TASK DESCRIPTION –
Answer these questions from the screamo album review below:
1. What running time is listed for the track "Bridges"?
2. Which album does the reviewer say Last City probably still doesn't beat?
3. Which 90s emo/hardcore group does the reviewer say Last City sounds like?
____ DOCUMENT PASSAGE
Loma Prieta - 'Bridges' (01:52)
This excellent screamo (aka 'skramz' in modern ironic hip-speak) album didn't get enough play for me to include it in my end of year list, and though it still probably doesn't beat out the rather different ...Who Calls So Loud album, I think it's worth highlighting, in a manner of speaking. What impresses me the most about Last City is how much it sounds like one of the most extreme 90s emo/hardcore groups, Honeywell - their discography is on the blog, here - while also fitting in with contemporary sounds and styles of screamo. It's essentially a pastiche, but a perfectly executed one, and one leading to a rather creative and original album.
________
____ DATASET RECORDS
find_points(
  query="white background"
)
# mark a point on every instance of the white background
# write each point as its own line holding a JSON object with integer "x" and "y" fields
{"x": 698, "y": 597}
________
REPLY –
1. 01:52
2. ...Who Calls So Loud
3. Honeywell